*DIRECTION:*
Would you copy only the lines below, beginning with the one that contains "Where can you see the dry" and running through the last entry line?
####
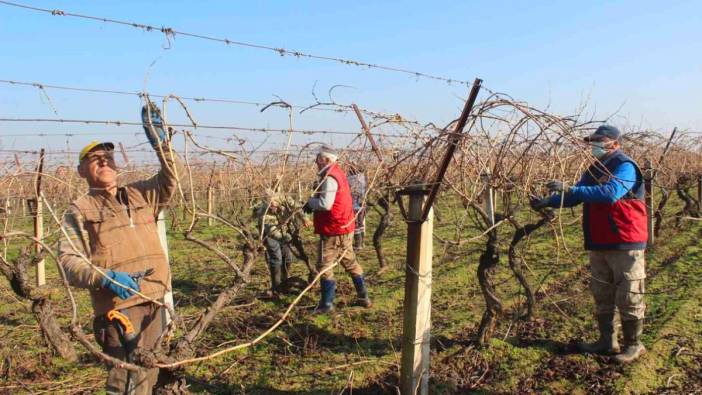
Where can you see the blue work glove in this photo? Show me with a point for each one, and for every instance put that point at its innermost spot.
(307, 209)
(537, 203)
(122, 278)
(556, 186)
(153, 127)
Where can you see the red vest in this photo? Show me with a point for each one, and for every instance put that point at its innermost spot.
(622, 225)
(340, 219)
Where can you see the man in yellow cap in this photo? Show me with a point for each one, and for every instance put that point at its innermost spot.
(114, 251)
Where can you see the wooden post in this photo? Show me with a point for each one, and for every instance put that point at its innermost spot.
(648, 187)
(414, 369)
(210, 203)
(124, 154)
(161, 226)
(39, 220)
(489, 198)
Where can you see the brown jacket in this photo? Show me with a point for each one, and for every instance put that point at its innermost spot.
(120, 237)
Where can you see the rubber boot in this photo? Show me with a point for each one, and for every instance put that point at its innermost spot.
(326, 302)
(607, 344)
(361, 292)
(276, 279)
(633, 348)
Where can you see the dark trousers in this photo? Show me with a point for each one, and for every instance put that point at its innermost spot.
(279, 257)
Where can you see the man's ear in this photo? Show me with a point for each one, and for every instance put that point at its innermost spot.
(82, 172)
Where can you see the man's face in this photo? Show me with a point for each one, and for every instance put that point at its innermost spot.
(99, 169)
(321, 162)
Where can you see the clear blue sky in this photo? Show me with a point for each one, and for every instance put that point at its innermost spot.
(642, 56)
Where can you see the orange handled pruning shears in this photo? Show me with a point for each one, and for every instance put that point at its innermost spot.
(123, 321)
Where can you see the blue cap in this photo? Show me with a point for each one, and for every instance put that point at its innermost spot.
(604, 131)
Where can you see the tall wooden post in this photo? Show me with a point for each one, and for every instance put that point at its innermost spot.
(648, 186)
(210, 204)
(124, 154)
(489, 197)
(39, 220)
(416, 331)
(161, 226)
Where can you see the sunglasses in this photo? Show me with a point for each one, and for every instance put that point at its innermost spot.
(107, 157)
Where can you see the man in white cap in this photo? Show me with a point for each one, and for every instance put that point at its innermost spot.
(334, 222)
(115, 229)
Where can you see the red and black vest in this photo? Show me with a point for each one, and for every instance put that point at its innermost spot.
(621, 225)
(340, 219)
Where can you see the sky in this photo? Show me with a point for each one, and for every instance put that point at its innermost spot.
(639, 60)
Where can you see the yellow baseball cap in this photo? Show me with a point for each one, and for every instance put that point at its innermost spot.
(92, 145)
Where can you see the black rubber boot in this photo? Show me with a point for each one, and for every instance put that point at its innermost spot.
(276, 279)
(633, 348)
(361, 292)
(607, 344)
(326, 302)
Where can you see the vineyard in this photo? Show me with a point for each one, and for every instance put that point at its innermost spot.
(509, 284)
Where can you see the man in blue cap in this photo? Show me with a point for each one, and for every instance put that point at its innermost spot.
(616, 232)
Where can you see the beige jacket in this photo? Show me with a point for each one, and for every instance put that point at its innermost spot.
(120, 237)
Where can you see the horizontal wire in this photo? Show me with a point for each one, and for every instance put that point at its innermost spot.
(41, 85)
(220, 127)
(170, 32)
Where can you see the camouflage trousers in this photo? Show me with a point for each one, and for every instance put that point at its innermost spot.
(617, 282)
(337, 248)
(148, 320)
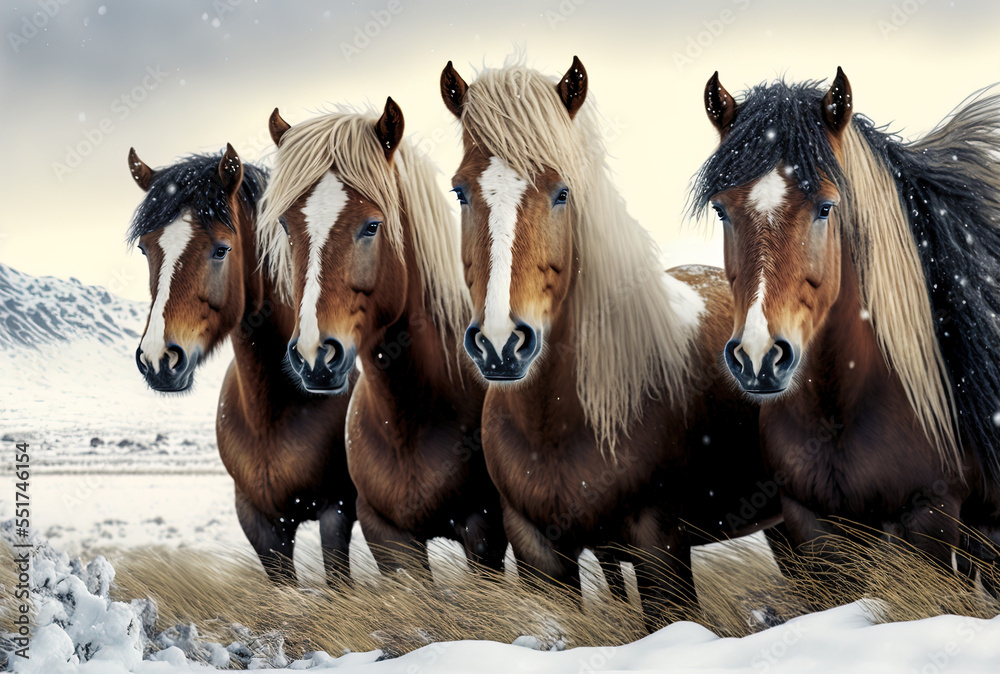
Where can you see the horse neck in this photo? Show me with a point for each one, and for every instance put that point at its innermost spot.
(552, 383)
(410, 355)
(260, 338)
(845, 359)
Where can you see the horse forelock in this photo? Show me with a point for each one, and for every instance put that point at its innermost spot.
(631, 340)
(191, 186)
(405, 189)
(911, 212)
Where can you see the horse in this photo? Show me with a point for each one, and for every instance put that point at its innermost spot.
(283, 447)
(866, 326)
(608, 422)
(375, 278)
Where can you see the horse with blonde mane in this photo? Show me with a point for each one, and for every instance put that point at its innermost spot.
(374, 273)
(284, 448)
(608, 423)
(864, 270)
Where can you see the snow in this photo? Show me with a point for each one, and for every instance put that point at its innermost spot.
(82, 630)
(135, 487)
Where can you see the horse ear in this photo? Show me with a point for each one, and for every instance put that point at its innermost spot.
(453, 89)
(142, 174)
(277, 126)
(389, 128)
(719, 105)
(838, 104)
(231, 170)
(572, 87)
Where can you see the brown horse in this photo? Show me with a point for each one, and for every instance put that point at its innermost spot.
(608, 420)
(283, 447)
(377, 278)
(866, 308)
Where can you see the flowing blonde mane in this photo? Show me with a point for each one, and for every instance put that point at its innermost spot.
(630, 341)
(900, 310)
(404, 190)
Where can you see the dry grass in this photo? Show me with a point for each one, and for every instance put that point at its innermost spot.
(734, 580)
(8, 579)
(401, 612)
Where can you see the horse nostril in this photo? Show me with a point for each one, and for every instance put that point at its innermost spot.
(784, 355)
(475, 343)
(334, 354)
(528, 341)
(177, 358)
(734, 351)
(294, 357)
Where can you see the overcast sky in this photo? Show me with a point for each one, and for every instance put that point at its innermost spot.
(176, 77)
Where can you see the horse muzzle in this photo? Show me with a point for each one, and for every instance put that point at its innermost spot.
(174, 373)
(511, 363)
(329, 373)
(774, 375)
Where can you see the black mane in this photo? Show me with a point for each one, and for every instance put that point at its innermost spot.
(193, 185)
(775, 123)
(948, 184)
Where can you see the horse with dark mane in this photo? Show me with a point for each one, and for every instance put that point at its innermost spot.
(283, 447)
(864, 270)
(375, 277)
(608, 423)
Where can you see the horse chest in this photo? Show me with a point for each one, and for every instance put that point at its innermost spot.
(293, 458)
(558, 477)
(411, 475)
(859, 466)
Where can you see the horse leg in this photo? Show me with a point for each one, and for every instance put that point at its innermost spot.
(812, 557)
(335, 539)
(392, 548)
(779, 540)
(662, 567)
(933, 527)
(613, 573)
(538, 561)
(274, 542)
(484, 540)
(984, 546)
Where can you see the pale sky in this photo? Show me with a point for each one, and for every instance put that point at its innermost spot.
(184, 76)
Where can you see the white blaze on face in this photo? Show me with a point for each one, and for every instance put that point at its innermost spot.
####
*EXERCISE RESPONSE:*
Where can you see the dry grass in this photo? Show me with a point for each one, and for every instance put that point at its innermost spot.
(734, 580)
(8, 579)
(401, 612)
Where can you see the horse nostril in this photo? Show me with a point for each one, and for every instance put that point at its innermost spot.
(784, 355)
(475, 343)
(334, 354)
(528, 341)
(177, 358)
(734, 351)
(294, 357)
Where can you see the overcast sky in this photo? Show me with a point for each one, and for every instance put that point at its innermost spot.
(176, 77)
Where can you see the horse muzzle in this photo? Show me with a point for each one, and for every instance put that point at its innermost spot.
(174, 373)
(511, 363)
(329, 373)
(774, 375)
Where can you see the black mane in this photo? Show me with a point for each one, and for every instance put that point at its innermost spot.
(193, 185)
(775, 123)
(948, 184)
Where can you see the horse with dark mane in this photo? Show me with a point for each one, and for every instance put that point at its innermost spot.
(283, 447)
(864, 270)
(375, 277)
(608, 423)
Where can you see the horse chest in this photo? Show me with a point for each one, and for every instance put that point at its innermost spot.
(293, 458)
(558, 477)
(411, 475)
(859, 466)
Where can you see the horse leg in this photo? Show me with a point for each one, and for every instance put that point at its innermost spot.
(812, 557)
(335, 539)
(392, 548)
(779, 540)
(662, 567)
(933, 527)
(613, 573)
(538, 561)
(274, 542)
(484, 540)
(984, 546)
Where can you see the pale sky in this photo? Show me with a point for each one, and for every instance put that point at its innermost spot.
(184, 76)
Where can you see the white blaze on face in this photo? Show me with a point for each one, and for every instance put that point at its innermost spot.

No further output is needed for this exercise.